**Instructions:**
1: In the text on Windjana Gorge, which national park contains the gorge?
2: Using the text on Windjana Gorge, explain how the gorge came to exist.

**Text:**
-----

Gorge in Kimberley region of Western Australia

Windjana Gorge, also known as Bandiln͟gan, is a gorge in the Kimberley region of Western Australia. It is located within the Windjana Gorge National Park.

The gorge was formed by the Lennard River having eroded away a 3.5 km section of the Napier Range. The range was formed over 300 million years ago and is composed of Devonian limestone.
The gorge is over 100m wide and the walls are between 30 m and 10 m in height.

The area is a popular tourist destination and can be easily hiked through in the dry season. The gorge has permanent waterholes and supports a habitat of monsoonal vegetation. Freshwater crocodiles are known to frequent the area.

Travellers are able to see fossils of shells and other marine creatures on some of the rock walls.

== History ==
The locale is prominent in the recent history of the Bunuba people of the Kimberly region. In the 1890s, the Bunuba warriors Jandamarra and Ellemarra led an armed insurrection. In late 1894, a posse of around 30 heavily armed police and settlers attacked Jandamarra and his followers in Windjana Gorge. Ellemarra was killed; Jandamarra was wounded but escaped. Over his period of around four months, police were given "discretionary powers" to shoot Bunuba people, and many were massacred, including women and children.

-----

**Record excerpts:**
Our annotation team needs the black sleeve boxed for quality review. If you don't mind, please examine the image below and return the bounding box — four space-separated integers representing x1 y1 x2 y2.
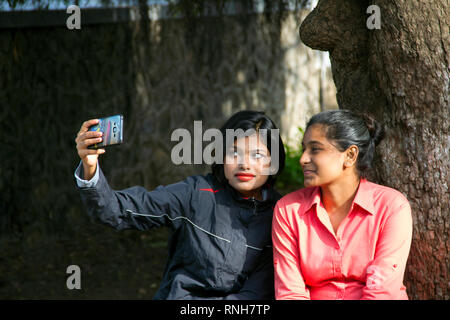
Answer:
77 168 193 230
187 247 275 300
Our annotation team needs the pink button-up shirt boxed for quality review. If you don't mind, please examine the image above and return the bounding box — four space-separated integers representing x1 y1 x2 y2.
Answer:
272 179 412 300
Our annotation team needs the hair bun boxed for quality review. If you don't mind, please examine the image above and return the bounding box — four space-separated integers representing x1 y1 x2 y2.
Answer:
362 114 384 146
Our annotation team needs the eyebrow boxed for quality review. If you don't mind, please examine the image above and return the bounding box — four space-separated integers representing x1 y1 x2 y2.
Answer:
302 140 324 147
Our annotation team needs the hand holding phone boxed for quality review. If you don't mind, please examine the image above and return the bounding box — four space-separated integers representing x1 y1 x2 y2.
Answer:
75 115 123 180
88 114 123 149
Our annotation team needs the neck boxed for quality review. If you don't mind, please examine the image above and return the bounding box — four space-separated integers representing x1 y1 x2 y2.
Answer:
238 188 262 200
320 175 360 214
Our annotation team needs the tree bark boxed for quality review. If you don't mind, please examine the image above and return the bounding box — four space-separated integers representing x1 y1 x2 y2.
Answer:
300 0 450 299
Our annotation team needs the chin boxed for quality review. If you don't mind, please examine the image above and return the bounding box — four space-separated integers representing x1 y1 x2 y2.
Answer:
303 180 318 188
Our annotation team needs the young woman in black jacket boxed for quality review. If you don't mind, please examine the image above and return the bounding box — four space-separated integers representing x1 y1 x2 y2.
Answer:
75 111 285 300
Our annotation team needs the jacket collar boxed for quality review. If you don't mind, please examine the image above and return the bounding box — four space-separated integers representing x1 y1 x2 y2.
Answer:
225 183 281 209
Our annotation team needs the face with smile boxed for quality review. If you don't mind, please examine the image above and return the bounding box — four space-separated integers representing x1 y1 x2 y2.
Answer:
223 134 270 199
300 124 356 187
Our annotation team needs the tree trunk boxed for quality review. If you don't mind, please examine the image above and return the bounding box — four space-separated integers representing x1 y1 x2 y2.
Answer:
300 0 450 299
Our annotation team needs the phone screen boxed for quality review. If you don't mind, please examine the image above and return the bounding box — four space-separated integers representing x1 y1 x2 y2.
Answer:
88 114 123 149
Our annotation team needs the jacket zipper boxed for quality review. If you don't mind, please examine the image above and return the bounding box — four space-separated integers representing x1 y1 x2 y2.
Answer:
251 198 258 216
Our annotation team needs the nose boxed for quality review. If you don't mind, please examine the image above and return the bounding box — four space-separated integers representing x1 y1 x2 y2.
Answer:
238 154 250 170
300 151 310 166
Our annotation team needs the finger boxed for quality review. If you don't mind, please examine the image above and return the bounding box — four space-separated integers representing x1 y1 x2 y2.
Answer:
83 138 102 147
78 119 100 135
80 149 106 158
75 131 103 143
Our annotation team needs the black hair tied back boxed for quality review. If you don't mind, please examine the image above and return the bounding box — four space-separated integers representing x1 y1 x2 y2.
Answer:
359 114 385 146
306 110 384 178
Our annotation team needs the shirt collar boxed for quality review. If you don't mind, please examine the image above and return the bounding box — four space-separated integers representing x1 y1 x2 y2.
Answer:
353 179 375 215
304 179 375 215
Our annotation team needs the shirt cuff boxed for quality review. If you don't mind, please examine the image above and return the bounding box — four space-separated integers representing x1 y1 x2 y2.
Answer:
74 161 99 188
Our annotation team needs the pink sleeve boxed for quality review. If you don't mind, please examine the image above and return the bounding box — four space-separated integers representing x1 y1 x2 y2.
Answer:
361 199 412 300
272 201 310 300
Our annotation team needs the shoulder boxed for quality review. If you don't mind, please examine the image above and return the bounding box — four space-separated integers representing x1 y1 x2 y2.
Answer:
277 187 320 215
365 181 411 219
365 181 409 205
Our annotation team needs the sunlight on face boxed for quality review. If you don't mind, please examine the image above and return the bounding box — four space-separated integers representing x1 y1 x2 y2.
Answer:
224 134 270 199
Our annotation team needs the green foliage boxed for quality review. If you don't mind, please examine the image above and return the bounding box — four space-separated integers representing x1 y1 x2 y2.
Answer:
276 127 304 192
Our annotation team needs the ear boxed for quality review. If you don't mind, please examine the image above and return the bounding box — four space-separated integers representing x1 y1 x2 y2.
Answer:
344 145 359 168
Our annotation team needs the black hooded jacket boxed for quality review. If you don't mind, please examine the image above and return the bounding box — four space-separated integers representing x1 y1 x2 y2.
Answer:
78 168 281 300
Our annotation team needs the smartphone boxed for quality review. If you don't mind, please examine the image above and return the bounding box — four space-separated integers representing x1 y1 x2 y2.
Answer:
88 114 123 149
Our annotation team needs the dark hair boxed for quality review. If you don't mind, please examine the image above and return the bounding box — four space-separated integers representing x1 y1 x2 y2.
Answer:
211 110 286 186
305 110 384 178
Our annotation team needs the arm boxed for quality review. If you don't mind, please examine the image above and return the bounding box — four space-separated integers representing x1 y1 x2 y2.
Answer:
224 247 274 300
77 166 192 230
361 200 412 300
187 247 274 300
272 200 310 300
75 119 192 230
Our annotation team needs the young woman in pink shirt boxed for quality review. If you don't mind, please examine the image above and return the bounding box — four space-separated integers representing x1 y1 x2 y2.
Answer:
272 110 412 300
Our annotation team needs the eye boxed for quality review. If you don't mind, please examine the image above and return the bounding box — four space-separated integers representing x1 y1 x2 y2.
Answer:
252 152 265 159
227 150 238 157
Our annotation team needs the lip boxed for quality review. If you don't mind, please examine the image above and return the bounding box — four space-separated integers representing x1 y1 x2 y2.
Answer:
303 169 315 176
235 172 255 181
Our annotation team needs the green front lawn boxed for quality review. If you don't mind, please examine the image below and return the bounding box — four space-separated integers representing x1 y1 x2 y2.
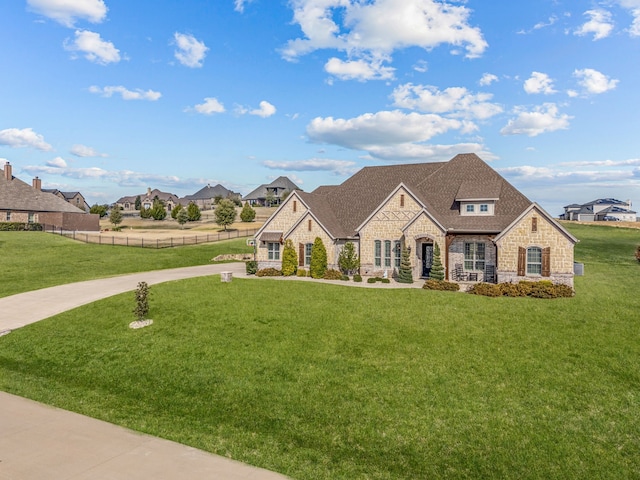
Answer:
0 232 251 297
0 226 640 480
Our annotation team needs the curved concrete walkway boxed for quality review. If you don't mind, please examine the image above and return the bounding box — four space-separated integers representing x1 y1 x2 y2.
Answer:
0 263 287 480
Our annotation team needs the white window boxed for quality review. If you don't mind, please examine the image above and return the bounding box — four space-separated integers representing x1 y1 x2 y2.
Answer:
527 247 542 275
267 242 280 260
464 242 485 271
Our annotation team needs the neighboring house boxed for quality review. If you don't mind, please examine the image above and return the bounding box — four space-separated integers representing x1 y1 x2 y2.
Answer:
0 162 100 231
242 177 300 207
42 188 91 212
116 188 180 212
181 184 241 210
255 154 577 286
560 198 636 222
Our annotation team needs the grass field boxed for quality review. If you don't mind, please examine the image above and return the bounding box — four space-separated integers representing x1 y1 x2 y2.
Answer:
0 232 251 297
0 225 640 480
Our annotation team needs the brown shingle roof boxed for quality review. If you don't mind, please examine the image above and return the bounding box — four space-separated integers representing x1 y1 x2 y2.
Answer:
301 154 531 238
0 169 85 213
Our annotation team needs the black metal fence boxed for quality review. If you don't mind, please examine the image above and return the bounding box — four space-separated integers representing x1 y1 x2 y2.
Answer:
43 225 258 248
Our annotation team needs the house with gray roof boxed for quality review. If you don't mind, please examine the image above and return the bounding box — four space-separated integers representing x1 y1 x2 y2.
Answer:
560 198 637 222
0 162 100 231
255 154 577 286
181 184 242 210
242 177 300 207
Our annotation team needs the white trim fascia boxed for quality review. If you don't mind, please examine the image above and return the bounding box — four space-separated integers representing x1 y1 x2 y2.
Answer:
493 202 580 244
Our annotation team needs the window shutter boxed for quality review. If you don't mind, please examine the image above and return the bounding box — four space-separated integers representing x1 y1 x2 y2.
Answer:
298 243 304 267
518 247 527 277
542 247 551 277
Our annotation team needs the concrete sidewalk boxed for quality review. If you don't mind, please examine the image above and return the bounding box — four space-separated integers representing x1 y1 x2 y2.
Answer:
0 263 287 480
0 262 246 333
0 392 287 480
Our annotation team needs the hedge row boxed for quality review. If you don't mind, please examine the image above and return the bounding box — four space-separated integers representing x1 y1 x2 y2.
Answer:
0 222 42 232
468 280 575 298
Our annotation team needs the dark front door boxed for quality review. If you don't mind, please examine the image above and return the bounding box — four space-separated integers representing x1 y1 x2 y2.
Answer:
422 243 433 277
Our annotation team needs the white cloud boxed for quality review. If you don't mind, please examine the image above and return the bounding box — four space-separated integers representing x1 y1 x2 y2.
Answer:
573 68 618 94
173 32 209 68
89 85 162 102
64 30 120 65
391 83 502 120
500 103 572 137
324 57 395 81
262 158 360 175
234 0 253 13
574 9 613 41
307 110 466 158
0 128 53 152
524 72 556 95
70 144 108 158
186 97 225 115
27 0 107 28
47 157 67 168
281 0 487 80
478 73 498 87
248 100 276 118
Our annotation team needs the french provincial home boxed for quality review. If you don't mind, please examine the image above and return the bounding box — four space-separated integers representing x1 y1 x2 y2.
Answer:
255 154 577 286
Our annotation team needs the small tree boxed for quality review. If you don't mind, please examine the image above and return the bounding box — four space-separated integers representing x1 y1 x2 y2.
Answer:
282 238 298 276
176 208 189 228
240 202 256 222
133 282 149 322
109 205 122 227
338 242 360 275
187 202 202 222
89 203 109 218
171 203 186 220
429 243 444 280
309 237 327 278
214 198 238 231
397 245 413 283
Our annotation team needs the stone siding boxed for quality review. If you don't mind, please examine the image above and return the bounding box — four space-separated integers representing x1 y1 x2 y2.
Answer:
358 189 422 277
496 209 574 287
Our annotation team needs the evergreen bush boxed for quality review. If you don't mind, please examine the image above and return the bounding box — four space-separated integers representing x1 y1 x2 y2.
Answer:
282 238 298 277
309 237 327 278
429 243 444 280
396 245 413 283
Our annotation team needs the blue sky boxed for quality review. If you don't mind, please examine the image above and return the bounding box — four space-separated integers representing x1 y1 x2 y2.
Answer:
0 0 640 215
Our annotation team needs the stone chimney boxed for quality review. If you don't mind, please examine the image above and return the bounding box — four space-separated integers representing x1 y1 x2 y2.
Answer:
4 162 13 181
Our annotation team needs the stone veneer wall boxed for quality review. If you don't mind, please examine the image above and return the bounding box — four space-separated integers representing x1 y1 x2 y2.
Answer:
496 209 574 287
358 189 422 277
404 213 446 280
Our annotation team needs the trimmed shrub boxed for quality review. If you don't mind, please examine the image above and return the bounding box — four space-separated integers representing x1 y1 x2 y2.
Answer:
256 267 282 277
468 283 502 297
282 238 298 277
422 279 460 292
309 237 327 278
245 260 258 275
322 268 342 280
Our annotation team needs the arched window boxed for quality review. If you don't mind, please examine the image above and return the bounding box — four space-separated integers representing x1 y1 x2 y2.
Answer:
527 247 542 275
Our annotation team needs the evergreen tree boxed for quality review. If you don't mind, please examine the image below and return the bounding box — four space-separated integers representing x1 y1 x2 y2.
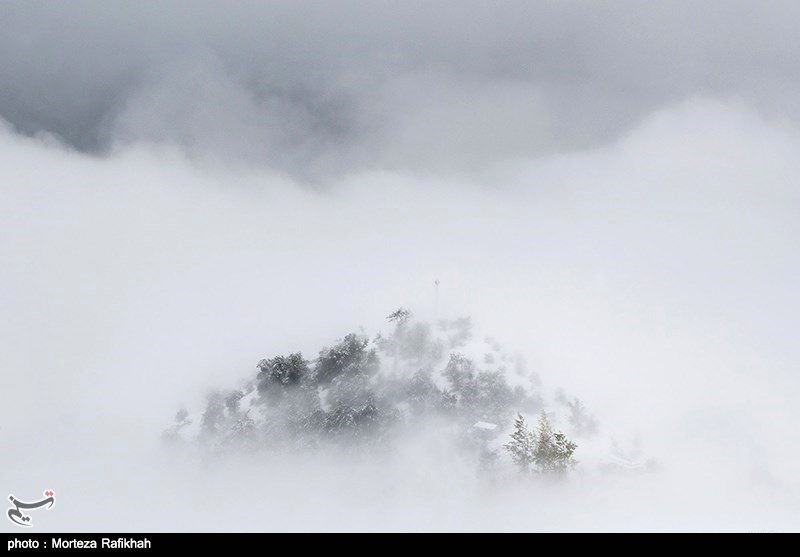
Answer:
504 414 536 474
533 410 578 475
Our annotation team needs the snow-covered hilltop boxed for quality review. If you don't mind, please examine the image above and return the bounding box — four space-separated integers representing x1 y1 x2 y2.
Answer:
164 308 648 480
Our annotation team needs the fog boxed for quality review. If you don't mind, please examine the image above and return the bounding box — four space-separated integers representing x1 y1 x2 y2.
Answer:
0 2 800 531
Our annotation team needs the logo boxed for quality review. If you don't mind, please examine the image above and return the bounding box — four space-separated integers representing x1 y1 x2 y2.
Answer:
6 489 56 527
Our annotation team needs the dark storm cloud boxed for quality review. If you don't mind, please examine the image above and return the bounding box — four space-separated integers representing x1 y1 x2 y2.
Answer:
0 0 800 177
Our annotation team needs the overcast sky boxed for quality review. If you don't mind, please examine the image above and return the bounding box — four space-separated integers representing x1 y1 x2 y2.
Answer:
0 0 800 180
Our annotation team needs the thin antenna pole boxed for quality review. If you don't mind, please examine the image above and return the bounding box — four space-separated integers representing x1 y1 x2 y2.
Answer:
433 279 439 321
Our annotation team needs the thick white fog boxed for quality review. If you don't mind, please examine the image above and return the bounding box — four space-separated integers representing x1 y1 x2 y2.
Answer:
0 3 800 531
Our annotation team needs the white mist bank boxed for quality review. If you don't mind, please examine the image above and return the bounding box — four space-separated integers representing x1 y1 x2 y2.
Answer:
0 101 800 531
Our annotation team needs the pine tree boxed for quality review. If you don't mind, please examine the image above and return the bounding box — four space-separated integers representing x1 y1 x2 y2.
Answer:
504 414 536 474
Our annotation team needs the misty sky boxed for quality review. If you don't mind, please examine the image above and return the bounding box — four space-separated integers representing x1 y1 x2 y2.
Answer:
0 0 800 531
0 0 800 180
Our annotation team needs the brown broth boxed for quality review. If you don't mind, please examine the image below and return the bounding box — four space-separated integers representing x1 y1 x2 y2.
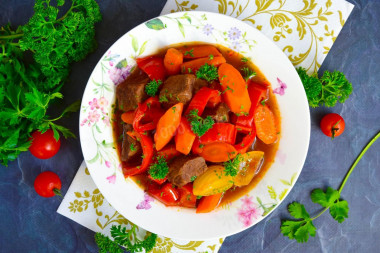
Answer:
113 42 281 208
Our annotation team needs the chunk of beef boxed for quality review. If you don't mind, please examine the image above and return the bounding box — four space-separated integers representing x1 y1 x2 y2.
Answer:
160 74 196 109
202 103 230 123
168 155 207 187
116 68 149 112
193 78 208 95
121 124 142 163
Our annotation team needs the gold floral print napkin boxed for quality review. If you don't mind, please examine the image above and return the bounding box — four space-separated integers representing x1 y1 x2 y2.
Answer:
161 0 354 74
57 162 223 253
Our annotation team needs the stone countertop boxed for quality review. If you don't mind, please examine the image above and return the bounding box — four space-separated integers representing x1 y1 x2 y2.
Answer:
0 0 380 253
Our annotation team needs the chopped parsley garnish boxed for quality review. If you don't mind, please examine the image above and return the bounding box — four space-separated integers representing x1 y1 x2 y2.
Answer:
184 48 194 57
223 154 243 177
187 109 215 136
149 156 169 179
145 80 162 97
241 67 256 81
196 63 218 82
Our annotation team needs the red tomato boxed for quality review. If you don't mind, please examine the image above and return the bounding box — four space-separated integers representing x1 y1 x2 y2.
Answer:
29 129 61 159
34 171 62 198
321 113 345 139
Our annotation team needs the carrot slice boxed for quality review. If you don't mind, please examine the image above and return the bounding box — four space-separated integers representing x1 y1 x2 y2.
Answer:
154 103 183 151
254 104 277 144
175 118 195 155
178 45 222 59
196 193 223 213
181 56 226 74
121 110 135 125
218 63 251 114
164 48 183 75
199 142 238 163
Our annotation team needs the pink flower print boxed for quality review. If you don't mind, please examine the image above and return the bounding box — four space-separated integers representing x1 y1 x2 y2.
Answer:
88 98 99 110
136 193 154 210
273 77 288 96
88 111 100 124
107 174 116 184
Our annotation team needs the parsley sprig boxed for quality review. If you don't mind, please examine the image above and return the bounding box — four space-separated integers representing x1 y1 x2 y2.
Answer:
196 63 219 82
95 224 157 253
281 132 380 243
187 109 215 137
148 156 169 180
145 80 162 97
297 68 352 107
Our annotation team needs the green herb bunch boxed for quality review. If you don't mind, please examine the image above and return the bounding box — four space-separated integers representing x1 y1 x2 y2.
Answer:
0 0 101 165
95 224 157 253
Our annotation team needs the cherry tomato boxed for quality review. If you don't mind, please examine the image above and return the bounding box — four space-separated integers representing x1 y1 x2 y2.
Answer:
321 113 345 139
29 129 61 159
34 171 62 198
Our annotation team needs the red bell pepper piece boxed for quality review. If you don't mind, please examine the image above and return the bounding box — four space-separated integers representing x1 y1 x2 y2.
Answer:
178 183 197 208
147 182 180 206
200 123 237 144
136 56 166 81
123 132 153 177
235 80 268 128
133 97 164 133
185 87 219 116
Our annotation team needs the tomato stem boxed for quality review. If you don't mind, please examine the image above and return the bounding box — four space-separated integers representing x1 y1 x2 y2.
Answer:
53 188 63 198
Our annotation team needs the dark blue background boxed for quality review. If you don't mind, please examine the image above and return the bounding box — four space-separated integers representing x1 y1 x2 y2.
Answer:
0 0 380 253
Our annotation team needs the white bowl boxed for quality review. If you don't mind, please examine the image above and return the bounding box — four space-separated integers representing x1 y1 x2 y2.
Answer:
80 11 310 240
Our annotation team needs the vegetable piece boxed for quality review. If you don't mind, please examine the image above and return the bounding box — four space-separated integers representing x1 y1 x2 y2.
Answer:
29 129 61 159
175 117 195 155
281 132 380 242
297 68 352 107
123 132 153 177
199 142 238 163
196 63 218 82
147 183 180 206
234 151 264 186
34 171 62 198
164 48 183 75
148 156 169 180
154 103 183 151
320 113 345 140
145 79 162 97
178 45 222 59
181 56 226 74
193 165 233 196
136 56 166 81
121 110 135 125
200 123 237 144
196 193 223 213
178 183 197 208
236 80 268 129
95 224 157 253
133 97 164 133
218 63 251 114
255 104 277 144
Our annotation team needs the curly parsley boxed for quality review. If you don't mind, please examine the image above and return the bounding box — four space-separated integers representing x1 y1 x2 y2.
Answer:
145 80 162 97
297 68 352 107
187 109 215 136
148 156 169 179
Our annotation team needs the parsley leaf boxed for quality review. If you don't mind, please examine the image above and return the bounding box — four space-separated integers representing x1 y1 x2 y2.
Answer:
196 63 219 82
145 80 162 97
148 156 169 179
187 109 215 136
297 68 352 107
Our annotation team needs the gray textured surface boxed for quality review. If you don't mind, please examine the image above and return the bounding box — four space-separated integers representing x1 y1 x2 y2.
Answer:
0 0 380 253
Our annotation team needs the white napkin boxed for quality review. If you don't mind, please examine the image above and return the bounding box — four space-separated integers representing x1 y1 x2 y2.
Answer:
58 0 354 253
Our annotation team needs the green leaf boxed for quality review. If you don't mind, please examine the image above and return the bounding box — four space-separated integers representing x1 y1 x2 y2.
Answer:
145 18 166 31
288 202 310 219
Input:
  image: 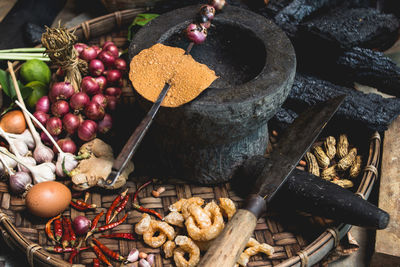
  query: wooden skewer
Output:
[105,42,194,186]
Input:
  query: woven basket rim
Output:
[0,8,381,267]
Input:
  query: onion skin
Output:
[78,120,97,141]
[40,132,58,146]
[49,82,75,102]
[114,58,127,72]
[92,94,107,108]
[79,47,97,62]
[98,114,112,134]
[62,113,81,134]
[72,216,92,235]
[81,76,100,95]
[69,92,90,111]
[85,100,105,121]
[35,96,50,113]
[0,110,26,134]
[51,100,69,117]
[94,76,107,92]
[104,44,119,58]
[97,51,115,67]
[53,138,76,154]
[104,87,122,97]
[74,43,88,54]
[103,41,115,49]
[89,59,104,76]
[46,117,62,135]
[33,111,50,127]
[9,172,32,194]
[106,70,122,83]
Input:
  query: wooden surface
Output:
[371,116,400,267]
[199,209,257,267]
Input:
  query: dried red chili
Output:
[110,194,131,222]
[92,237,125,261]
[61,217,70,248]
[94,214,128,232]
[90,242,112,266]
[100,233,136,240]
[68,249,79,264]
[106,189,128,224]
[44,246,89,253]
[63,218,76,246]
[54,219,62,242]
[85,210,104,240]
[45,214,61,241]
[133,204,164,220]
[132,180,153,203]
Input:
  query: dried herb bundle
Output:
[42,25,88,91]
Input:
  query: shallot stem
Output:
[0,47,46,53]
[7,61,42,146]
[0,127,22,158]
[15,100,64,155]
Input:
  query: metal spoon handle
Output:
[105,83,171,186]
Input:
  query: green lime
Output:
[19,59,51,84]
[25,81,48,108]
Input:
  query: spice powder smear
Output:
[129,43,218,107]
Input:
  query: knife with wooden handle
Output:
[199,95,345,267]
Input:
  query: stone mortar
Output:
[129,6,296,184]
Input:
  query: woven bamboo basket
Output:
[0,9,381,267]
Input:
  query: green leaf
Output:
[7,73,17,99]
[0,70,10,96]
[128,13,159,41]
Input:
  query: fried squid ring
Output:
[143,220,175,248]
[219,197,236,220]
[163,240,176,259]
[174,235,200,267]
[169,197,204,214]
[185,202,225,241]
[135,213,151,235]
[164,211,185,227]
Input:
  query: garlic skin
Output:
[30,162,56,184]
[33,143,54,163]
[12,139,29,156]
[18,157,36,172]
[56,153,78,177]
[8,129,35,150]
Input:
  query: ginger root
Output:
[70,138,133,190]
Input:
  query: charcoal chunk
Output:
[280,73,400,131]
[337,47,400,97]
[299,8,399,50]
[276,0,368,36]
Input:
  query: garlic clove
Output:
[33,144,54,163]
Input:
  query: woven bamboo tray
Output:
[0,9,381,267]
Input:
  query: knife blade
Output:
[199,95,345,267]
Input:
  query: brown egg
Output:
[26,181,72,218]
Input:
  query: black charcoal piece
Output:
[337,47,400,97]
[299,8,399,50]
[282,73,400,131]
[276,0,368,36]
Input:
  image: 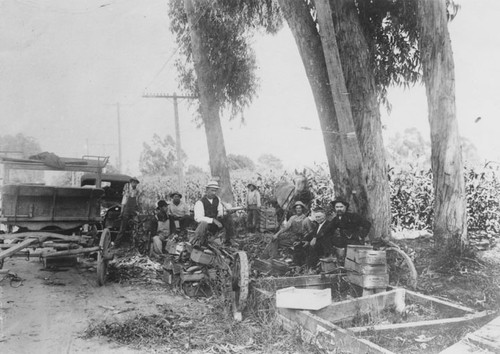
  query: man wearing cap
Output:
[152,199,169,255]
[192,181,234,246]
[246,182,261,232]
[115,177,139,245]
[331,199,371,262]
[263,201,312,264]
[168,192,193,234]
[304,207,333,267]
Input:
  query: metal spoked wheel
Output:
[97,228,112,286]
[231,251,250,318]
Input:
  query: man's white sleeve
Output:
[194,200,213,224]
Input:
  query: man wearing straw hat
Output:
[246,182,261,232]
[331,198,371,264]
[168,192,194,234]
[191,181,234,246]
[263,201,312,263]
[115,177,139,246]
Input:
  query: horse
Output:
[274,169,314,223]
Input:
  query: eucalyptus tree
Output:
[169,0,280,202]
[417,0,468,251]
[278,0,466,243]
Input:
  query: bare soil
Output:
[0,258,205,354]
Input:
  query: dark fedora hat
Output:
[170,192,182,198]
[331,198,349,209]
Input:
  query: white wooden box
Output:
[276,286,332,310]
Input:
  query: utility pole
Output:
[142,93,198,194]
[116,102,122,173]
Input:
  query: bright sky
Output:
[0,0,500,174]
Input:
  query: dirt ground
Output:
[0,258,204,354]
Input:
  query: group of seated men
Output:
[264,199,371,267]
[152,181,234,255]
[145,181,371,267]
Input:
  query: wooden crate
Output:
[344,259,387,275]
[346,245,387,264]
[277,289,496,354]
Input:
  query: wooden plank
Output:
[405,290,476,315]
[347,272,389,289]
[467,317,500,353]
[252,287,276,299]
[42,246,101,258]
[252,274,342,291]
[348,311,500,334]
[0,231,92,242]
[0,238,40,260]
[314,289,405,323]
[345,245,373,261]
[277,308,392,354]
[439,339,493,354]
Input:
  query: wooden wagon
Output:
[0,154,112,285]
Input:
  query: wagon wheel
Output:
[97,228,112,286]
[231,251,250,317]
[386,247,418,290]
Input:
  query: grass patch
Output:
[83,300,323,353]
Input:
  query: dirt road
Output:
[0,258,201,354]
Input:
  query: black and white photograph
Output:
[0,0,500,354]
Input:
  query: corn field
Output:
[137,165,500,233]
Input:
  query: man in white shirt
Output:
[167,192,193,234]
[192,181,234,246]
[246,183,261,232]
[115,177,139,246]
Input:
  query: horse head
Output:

-----

**Answers:**
1: Windjana Gorge National Park.

2: The Lennard River eroded away a 3.5 km section of the Napier Range, which formed the gorge. The range itself formed over 300 million years ago and is made of Devonian limestone.